[Data entries]
## begin
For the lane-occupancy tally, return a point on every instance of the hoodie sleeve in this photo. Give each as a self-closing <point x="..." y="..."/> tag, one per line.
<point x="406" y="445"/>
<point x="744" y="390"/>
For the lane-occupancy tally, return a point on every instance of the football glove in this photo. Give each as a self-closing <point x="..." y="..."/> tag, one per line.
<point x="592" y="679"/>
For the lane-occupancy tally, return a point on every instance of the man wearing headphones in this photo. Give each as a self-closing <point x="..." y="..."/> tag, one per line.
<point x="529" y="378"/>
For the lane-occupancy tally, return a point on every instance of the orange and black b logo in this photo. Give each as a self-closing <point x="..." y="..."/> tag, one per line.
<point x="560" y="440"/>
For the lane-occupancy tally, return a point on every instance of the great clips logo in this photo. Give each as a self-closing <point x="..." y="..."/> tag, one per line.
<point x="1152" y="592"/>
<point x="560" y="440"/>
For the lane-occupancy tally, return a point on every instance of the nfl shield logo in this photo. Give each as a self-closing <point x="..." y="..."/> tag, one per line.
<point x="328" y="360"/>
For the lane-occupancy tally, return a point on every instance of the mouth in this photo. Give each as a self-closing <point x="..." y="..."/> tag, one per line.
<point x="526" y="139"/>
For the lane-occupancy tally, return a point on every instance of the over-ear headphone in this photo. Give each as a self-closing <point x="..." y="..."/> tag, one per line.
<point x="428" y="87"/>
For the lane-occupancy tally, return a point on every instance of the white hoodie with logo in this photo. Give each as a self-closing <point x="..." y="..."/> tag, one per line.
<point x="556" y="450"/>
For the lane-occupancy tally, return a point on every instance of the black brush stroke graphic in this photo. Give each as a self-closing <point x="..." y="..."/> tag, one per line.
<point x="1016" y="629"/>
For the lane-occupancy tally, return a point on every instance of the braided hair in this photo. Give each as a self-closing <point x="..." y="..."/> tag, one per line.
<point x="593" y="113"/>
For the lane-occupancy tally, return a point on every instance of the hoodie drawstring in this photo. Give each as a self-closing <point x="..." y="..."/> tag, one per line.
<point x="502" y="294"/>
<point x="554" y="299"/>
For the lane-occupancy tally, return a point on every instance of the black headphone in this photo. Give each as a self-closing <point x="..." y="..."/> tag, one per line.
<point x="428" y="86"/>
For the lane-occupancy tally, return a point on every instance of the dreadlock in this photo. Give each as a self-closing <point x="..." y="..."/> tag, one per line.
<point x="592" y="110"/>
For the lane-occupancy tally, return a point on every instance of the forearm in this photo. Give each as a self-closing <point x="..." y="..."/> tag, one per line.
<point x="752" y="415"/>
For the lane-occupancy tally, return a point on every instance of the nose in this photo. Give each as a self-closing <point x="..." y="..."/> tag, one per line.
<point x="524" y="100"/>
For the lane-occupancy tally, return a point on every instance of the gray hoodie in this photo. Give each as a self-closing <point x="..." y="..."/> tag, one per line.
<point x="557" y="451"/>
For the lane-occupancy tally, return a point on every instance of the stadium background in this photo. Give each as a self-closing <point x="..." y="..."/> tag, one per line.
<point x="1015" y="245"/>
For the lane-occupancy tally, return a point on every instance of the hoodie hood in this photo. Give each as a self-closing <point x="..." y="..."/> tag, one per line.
## end
Write out every line exactly as it stands.

**FINAL RESULT**
For the lane-occupancy tally, return a point on every instance of the hoodie sleeve in this photo. Give each as a self-closing <point x="..." y="..."/> tag, one per line.
<point x="406" y="445"/>
<point x="744" y="390"/>
For the lane-occupancy tally, return a point on every instance of the football glove in this photo. Give each as a self-closing <point x="..." y="..."/> tag, one per line.
<point x="592" y="679"/>
For the lane-occupancy tally, return a point on every instance of the man wearing headphones in this photo. Give each as a self-closing <point x="..." y="..."/> tag, one per line.
<point x="529" y="378"/>
For the lane-occupancy tally, return a point on every instance of the orange and black b logo in this photo. Give each as a self-closing <point x="..." y="..."/> tag, one per line.
<point x="560" y="440"/>
For the lane-occupancy tally, return a point on every instance of the great clips logo in this photo. Give each as a self-closing <point x="..." y="..."/> tag, one per line.
<point x="1152" y="592"/>
<point x="560" y="440"/>
For the lane-occupancy tally, return a point on every instance of the nfl shield logo in this photo. Give each as a self-closing <point x="..." y="..."/> tag, one per line.
<point x="328" y="360"/>
For the lane-occupancy tally, return a point on every instance of the mouth in this photo. Give each as a self-closing <point x="..." y="..."/> tag, one per line.
<point x="526" y="139"/>
For the lane-occupancy tally, return a point on every instance of the over-ear headphone in this photo. Give each as a self-closing <point x="..." y="..."/> tag, one per line.
<point x="428" y="87"/>
For the lane-occupancy tally, return a point on every instance of the white hoodie with logo in this photo. Give each as a self-closing <point x="..." y="..."/> tag, one per line.
<point x="556" y="450"/>
For the lane-occupancy tally, return a point on every instance of the black brush stroke graphic in this photo. Give each as a self-closing <point x="..." y="..."/> tag, one per line.
<point x="1016" y="629"/>
For the lane-occupancy tally, return a point on every instance of the braided hair in this photo. Give each as a self-closing <point x="..." y="..."/> tag, one per line.
<point x="593" y="113"/>
For the lane-occupancy tally, return a point on every instance of the hoodie drawstring in this photo. Give each as a self-closing <point x="..." y="..."/> tag, one per line.
<point x="502" y="294"/>
<point x="554" y="299"/>
For the lane-occupancy tally, return a point on every instance of the black headphone in this photo. Give each as a self-closing <point x="..." y="..."/> tag, one per line.
<point x="428" y="86"/>
For the lane-occupancy tally, return a point on every instance of the dreadlock in this photo. Give each as a self-closing <point x="..." y="..."/> tag, one per line.
<point x="592" y="110"/>
For the lane-occupancy tally, return a point on every instance of the forearm in this photo. Give each as a self-closing <point x="..." y="..."/> tag, one per line.
<point x="752" y="415"/>
For the lane-occupancy tally, return a point on every instance of the nose in this photo. Give each as a self-closing <point x="..." y="..."/> tag, one per line.
<point x="524" y="100"/>
For the lane-occupancy tally, return a point on every instance of the gray hoodie in this photo. Give each as a self-closing <point x="..." y="..."/> tag, one per line.
<point x="557" y="451"/>
For the lane-occupancy tally, return a point on every instance of the stadium background in this photo. Give each as a self-closing <point x="..." y="..."/> tag, one per line.
<point x="1015" y="245"/>
For the lane-occupancy tally, return a point on every instance of the hoodie hood in this photo. Give each as a self-closing <point x="..." y="..."/> tag, one per line.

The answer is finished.